● Work to complete
Of the lines in the data below, write out exactly those from the one holding "Query: woman's wrist" through the one holding "# locate the spiky", both included.

● Data to use
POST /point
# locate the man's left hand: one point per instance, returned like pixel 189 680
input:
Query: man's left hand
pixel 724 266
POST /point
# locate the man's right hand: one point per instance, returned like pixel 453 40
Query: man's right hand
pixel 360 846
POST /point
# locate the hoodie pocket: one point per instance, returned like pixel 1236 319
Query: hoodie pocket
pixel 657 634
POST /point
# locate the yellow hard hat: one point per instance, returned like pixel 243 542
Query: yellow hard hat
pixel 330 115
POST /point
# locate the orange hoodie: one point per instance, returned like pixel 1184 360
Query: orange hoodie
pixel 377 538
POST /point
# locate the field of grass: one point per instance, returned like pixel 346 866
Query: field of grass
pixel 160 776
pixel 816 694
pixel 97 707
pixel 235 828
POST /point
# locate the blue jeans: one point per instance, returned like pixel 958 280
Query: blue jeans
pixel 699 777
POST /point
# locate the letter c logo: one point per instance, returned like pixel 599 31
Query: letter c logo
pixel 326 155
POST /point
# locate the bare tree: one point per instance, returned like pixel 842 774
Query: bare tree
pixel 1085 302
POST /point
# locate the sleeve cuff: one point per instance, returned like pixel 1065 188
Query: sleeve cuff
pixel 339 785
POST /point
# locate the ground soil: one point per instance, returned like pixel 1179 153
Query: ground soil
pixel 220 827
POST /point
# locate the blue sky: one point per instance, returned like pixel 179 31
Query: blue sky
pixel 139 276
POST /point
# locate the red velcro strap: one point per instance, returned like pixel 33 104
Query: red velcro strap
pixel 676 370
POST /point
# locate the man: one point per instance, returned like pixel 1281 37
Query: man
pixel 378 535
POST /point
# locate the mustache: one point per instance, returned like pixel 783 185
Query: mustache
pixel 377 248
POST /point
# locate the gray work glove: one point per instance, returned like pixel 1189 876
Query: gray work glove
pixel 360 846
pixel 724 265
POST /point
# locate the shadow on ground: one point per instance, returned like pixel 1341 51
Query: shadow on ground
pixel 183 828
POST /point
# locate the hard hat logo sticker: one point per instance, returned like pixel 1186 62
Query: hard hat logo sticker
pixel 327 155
...
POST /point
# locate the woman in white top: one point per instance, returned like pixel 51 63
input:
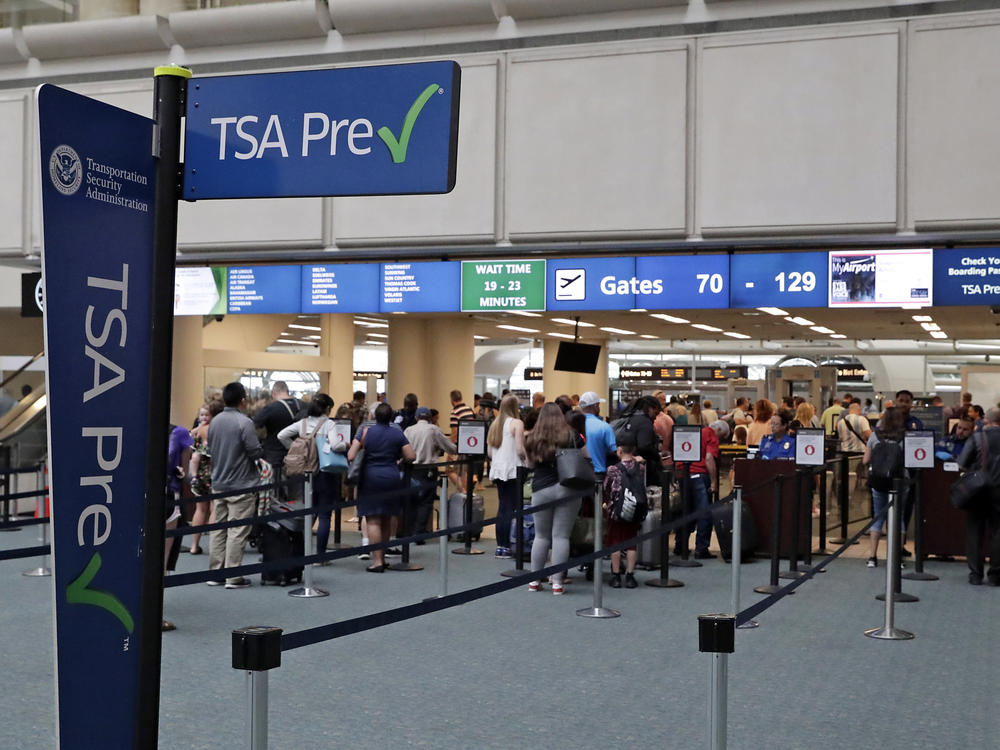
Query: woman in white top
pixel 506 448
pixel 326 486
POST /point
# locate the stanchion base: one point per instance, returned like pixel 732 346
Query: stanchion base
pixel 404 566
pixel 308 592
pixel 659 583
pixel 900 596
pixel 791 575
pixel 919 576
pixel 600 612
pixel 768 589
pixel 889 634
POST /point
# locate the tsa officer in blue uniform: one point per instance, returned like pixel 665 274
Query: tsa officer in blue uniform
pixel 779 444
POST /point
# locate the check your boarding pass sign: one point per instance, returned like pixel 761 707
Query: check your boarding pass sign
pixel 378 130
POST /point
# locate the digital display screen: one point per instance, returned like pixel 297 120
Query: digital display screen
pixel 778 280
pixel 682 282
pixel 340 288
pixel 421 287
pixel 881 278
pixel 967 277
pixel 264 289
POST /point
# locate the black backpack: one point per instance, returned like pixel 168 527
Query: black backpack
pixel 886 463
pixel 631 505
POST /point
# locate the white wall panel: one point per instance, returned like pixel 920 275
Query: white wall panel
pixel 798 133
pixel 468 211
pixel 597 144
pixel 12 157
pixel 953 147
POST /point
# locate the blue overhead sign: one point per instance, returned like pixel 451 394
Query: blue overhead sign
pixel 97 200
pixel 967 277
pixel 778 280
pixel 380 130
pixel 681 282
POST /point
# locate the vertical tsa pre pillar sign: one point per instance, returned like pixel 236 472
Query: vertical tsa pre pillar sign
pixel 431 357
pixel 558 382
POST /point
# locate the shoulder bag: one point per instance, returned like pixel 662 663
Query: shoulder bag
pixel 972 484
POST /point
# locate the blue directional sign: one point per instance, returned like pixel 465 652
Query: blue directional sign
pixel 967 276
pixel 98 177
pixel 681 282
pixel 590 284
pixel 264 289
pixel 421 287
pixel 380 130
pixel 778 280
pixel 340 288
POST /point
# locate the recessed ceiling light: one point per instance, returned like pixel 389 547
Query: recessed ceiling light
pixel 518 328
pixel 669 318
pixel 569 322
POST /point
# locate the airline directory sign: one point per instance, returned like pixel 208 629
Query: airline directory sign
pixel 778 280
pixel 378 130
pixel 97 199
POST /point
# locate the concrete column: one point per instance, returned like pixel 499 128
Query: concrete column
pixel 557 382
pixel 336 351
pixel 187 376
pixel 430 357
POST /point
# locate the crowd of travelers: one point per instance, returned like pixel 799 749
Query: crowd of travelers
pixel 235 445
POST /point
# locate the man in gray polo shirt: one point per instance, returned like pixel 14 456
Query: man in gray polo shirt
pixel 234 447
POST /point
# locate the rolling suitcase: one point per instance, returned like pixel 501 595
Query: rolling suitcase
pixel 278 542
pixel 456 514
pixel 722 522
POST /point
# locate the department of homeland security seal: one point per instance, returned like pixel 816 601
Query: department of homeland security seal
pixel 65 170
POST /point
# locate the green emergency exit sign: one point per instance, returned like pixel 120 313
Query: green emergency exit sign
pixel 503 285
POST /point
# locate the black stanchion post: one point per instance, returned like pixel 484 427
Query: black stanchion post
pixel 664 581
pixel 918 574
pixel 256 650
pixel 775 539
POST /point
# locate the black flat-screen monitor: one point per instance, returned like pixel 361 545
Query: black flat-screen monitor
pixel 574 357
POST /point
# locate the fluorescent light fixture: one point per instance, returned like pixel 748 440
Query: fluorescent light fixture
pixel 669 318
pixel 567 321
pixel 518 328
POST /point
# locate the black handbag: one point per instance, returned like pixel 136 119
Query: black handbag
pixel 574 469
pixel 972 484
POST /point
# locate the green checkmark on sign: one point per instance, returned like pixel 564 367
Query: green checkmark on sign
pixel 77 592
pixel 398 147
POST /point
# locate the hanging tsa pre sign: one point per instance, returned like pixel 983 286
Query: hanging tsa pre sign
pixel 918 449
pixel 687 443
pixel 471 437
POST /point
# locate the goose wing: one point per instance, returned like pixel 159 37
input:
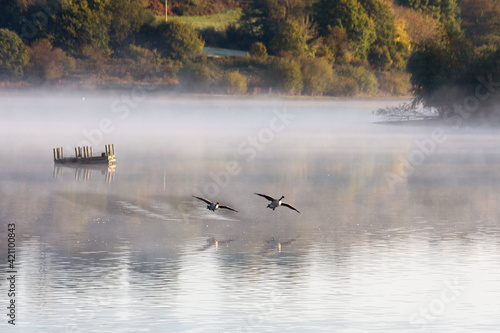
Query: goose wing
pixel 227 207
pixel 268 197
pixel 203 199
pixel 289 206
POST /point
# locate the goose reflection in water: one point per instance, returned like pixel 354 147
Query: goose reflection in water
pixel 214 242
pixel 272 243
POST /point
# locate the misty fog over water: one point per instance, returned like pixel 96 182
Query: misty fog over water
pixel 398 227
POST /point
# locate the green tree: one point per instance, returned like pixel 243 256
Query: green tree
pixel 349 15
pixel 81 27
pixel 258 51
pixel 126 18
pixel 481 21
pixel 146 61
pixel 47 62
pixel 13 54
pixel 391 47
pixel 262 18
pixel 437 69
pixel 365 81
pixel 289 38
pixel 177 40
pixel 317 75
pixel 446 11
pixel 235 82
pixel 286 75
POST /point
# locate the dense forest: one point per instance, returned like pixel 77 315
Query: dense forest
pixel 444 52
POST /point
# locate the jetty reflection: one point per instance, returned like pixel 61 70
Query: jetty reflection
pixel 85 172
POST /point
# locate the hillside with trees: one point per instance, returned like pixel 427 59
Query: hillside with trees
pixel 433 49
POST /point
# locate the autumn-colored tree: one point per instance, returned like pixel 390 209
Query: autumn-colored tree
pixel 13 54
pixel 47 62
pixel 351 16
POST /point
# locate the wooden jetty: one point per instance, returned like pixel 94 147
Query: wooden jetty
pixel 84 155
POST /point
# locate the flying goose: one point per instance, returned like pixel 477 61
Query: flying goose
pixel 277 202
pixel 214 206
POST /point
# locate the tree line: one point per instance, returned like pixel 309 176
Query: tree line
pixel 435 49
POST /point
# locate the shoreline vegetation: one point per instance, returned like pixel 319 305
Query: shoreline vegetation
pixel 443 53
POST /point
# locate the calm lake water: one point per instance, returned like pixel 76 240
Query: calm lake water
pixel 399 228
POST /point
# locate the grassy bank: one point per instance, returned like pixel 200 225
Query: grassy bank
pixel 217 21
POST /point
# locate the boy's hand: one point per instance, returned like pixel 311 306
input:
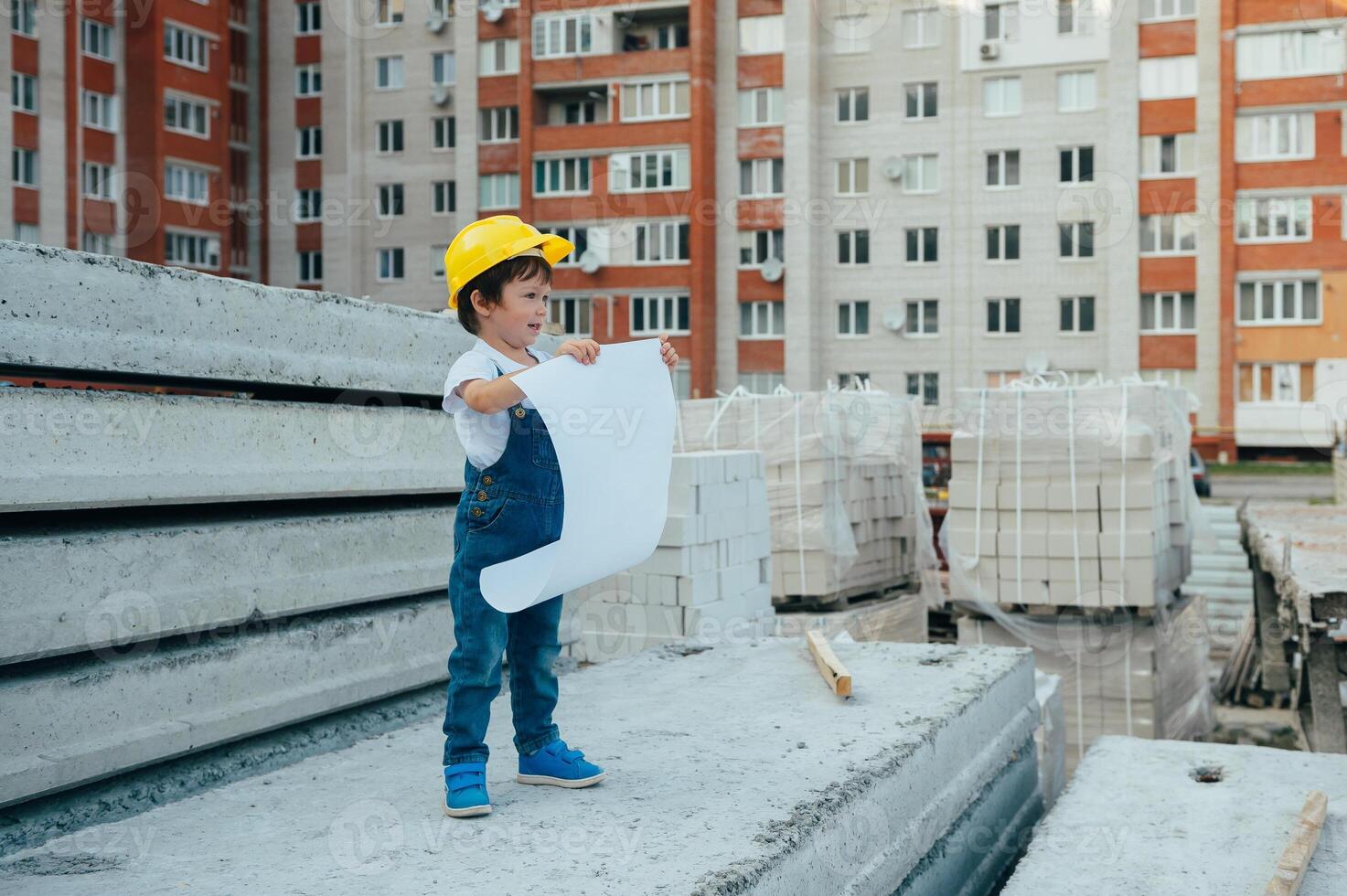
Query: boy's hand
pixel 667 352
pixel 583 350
* * *
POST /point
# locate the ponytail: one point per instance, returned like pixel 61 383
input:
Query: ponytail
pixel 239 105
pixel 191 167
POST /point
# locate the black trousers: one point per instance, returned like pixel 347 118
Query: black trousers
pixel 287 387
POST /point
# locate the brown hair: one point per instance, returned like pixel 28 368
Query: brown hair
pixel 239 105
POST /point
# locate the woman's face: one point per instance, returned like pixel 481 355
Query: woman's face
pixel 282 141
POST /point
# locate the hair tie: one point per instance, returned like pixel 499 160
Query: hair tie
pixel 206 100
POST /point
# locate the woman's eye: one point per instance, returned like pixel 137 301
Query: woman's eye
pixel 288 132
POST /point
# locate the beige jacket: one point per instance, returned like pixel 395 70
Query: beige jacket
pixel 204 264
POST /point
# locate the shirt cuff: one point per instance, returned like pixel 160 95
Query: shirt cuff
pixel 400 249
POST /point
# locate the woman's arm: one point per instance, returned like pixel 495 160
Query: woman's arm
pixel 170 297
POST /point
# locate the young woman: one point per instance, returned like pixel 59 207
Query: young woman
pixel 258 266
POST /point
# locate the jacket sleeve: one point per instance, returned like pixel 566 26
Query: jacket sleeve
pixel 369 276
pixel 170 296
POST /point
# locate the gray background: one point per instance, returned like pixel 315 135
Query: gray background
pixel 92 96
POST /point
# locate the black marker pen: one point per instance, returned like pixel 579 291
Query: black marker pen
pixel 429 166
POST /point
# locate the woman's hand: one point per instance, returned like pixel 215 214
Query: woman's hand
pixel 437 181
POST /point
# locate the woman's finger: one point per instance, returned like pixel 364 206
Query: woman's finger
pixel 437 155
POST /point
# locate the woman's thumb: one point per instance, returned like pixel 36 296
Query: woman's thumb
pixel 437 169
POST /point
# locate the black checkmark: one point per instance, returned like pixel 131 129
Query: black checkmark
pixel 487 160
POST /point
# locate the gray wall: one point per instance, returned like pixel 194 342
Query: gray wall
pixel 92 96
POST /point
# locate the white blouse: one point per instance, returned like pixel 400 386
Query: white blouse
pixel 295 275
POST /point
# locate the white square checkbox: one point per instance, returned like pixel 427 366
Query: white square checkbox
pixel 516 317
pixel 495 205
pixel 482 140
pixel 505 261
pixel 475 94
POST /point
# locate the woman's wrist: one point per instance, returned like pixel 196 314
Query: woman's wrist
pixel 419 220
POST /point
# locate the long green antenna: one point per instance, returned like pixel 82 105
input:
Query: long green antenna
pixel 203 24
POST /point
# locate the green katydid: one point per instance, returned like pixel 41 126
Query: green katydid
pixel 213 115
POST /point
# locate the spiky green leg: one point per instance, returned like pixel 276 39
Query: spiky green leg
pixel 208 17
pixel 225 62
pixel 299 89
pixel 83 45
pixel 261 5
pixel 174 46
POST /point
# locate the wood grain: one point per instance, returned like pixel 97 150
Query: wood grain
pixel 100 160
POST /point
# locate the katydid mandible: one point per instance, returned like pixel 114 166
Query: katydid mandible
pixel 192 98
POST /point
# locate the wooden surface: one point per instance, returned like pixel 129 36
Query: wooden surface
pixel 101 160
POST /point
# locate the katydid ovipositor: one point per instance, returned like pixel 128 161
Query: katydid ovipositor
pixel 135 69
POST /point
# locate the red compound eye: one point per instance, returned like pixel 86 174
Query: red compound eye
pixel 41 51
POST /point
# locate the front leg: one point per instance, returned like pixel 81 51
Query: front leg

● Response box
Query: woman's wrist
pixel 419 220
POST /point
# locate the long green antenna: one point per instance, returned like pixel 82 105
input:
Query: long green antenna
pixel 203 24
POST /point
# locate the green katydid: one point per instance, returned like pixel 41 126
Query: green katydid
pixel 213 115
POST /point
# locate the spiky green leg: one point per instance, returned like pixel 276 39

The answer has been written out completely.